**YOUR TASK:** Retype the part of the material that opens with the line containing "Where can you see the uniform" and closes with the line containing "point(526, 541)", keeping both of those lines and adding nothing else.
## BEGIN GIVEN DATA
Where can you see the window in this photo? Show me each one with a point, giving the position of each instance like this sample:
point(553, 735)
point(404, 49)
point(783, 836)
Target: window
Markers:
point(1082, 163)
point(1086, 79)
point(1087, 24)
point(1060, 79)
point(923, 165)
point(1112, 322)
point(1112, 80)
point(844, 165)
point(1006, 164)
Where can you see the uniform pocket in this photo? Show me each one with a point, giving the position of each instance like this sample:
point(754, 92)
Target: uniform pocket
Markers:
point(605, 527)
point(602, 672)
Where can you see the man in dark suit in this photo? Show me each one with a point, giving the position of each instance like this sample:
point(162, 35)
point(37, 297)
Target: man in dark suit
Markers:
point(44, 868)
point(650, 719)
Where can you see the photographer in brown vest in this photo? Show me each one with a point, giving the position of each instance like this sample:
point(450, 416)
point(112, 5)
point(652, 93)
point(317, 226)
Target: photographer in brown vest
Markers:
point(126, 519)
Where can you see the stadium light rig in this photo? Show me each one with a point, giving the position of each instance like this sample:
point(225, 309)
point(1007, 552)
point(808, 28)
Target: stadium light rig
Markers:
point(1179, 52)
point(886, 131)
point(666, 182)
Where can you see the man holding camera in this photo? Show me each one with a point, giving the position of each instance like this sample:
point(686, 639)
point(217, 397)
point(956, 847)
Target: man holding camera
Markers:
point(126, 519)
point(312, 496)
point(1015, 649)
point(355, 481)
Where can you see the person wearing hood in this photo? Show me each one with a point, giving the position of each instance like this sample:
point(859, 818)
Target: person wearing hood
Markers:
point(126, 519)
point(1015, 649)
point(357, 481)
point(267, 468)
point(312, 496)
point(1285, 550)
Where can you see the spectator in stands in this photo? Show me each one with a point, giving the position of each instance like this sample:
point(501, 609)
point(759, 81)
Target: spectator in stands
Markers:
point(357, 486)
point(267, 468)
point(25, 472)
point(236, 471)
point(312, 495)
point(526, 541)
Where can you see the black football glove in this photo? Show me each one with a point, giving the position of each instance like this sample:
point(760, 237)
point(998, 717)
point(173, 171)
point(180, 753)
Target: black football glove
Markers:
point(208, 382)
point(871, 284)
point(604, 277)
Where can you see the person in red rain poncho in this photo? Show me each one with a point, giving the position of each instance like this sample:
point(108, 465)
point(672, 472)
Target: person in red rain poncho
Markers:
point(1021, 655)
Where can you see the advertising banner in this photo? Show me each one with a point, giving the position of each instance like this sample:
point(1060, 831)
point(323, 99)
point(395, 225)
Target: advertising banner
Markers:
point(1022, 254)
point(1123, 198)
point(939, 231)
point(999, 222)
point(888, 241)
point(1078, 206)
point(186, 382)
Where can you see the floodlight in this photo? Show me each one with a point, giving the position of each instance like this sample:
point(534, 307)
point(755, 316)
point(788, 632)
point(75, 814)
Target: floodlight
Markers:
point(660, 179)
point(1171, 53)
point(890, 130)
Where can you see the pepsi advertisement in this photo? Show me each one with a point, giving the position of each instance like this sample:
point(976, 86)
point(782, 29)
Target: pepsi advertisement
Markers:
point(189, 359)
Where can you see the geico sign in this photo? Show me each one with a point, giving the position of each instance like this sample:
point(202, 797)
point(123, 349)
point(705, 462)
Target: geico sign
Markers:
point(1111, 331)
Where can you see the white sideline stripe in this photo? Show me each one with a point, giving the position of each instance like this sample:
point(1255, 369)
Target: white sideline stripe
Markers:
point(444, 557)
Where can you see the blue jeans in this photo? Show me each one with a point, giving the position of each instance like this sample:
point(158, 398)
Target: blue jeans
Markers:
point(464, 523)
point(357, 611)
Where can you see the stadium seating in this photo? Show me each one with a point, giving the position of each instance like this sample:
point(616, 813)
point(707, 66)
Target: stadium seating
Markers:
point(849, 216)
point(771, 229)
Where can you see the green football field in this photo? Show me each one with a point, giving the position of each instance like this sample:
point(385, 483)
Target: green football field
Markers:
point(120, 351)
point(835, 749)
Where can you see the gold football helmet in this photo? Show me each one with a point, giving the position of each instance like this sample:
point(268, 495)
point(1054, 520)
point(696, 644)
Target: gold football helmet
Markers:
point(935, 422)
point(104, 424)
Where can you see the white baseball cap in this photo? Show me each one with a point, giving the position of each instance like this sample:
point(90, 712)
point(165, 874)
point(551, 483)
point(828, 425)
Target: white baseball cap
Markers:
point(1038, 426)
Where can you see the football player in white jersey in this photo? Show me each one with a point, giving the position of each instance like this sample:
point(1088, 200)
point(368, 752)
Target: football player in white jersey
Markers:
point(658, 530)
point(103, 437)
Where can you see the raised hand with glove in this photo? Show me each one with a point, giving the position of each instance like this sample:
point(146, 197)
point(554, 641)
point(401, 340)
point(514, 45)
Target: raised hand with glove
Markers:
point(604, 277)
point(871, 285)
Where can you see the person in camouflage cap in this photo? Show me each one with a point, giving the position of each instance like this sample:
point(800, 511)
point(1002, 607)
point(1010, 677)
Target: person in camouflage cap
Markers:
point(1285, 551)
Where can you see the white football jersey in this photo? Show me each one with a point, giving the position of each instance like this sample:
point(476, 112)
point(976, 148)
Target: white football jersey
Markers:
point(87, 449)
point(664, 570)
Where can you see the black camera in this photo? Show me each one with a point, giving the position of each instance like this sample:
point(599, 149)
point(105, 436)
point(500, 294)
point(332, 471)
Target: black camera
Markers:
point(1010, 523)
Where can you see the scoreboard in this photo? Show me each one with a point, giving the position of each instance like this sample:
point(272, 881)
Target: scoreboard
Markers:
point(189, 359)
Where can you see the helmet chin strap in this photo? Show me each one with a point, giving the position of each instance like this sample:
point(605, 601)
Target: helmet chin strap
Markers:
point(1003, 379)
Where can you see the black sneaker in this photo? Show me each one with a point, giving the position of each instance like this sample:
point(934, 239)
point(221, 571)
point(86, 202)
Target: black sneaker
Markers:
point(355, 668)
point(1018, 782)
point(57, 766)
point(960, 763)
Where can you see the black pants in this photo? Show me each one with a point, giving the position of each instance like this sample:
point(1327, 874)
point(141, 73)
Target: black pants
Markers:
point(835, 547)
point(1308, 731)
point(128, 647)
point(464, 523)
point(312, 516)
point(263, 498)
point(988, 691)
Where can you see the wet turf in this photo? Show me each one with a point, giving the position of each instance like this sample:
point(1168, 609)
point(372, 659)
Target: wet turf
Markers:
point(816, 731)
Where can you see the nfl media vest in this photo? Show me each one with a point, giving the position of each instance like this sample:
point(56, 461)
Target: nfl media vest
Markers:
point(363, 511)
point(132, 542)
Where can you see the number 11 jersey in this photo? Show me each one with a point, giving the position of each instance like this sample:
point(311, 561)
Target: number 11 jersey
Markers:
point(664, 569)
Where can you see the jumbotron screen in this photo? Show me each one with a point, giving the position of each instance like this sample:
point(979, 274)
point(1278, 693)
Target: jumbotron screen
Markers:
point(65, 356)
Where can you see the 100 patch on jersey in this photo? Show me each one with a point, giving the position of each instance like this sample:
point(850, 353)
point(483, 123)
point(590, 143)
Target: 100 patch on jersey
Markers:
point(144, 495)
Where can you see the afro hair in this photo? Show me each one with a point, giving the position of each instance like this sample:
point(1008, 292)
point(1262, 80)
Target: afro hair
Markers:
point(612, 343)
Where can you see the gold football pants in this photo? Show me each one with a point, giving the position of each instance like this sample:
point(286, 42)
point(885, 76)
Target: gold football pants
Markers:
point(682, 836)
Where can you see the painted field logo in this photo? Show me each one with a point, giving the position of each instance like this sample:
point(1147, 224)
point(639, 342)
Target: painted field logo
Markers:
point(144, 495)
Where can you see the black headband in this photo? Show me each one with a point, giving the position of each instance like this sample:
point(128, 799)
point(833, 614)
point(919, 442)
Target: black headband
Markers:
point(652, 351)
## END GIVEN DATA
**SOLVED EXERCISE:**
Where can you see the uniform pocket in this photo? Show me each one with a point, giving the position of each instance like this sample:
point(754, 92)
Target: uniform pocket
Markers:
point(605, 527)
point(602, 672)
Where can you see the man in dark suit in this photo? Show me each one with a point, giving the position of each instance like this sample:
point(162, 35)
point(37, 297)
Target: man in dark suit
Markers:
point(44, 868)
point(650, 719)
Where can you see the photographer in brown vest in this photo? Show me each one with a point, giving the position of each instance like this sample:
point(450, 416)
point(112, 5)
point(652, 93)
point(317, 226)
Target: photographer in brown vest
Markers:
point(126, 519)
Where can you see the stadium light rig in this photo? Show me each one with a point, giving the position of each instance like this sample:
point(225, 309)
point(1007, 552)
point(808, 28)
Target: stadium light rig
Markers:
point(1179, 52)
point(886, 131)
point(666, 182)
Where can you see the man holding camera in this photo? Show me each one with a point, giving the position of each instance like this sample:
point(686, 639)
point(217, 397)
point(956, 847)
Target: man holding camera
Markers:
point(126, 519)
point(312, 496)
point(1015, 649)
point(355, 481)
Where can you see the person wearing hood in this photo? Show me each one with a point, giving the position of each instance like this sample:
point(859, 818)
Target: person wearing hood
Markers:
point(126, 519)
point(1015, 649)
point(357, 481)
point(267, 468)
point(312, 496)
point(1285, 550)
Where can you see the spectator in stands in this photo? Show me each one with a point, giving the position of each instance like this sample:
point(501, 609)
point(759, 81)
Target: spectator in stands
Markers:
point(357, 486)
point(267, 468)
point(25, 472)
point(236, 471)
point(312, 495)
point(526, 541)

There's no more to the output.